#### Goal:
Write out again the entries starting with the line that contains "the grass, I" and going on through the end of the entries, requests included. Shift every vertex coordinate in the answer masks by adding 89 to it, and leave the numbers in the requests and their sample answers as they are.

[start Data shown]

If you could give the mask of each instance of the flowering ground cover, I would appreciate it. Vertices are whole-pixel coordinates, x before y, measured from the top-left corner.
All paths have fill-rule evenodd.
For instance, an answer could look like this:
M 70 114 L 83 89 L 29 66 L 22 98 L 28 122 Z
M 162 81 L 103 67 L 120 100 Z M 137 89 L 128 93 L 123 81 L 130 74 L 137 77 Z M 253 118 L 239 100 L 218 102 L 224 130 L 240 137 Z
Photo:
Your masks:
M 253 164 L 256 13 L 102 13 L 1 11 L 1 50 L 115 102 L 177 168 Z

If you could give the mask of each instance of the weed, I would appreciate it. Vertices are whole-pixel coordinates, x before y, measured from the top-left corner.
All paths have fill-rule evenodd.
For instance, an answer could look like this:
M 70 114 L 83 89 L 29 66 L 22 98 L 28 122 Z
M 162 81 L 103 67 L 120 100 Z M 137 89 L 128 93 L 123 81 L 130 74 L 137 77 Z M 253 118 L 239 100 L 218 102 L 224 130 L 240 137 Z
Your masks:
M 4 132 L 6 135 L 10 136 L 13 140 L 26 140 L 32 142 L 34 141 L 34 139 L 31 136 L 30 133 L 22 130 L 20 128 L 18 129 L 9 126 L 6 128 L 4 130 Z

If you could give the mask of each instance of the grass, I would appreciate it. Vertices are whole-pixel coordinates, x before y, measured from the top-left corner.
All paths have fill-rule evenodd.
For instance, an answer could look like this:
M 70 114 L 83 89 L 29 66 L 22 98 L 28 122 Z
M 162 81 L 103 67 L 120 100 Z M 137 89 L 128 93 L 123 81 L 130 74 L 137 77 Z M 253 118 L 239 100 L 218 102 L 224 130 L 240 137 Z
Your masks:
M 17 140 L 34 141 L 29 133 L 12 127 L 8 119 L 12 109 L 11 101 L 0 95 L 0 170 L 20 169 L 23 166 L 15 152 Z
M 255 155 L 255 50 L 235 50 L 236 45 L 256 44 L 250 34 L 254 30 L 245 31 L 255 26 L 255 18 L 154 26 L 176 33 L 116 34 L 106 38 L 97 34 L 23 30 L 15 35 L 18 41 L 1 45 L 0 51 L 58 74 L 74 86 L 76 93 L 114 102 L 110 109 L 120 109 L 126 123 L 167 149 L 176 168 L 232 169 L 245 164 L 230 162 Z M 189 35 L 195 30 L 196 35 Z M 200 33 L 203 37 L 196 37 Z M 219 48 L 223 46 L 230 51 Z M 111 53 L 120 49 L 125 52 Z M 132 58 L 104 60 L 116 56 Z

[end Data shown]

#### Correct output:
If you could give the mask of each instance of the grass, I would appreciate it. Vertices are whole-pixel coordinates, x before y, measured from the top-left corner.
All paths have fill-rule evenodd.
For instance, an answer could look like this:
M 70 114 L 83 89 L 29 66 L 22 98 L 28 122 Z
M 162 81 L 103 67 L 120 100 Z M 137 89 L 128 93 L 123 81 L 130 74 L 137 77 Z M 253 118 L 239 100 L 218 102 L 224 130 L 240 137 Z
Your masks:
M 106 229 L 123 230 L 118 222 L 101 216 L 97 208 L 101 198 L 100 190 L 89 184 L 89 259 L 109 258 L 112 255 L 104 241 Z
M 344 244 L 344 139 L 324 139 L 325 134 L 345 133 L 339 123 L 343 119 L 334 120 L 344 115 L 344 107 L 243 115 L 265 122 L 205 123 L 195 127 L 186 123 L 112 119 L 104 124 L 107 130 L 90 134 L 89 140 L 147 163 L 163 175 L 165 182 L 203 191 L 199 198 L 209 198 L 215 212 L 256 238 L 265 257 L 321 258 L 334 253 L 319 251 Z M 278 124 L 284 119 L 285 124 Z M 289 122 L 292 126 L 285 126 Z M 308 137 L 312 135 L 319 140 Z M 200 142 L 209 138 L 214 141 Z M 221 147 L 193 149 L 205 145 Z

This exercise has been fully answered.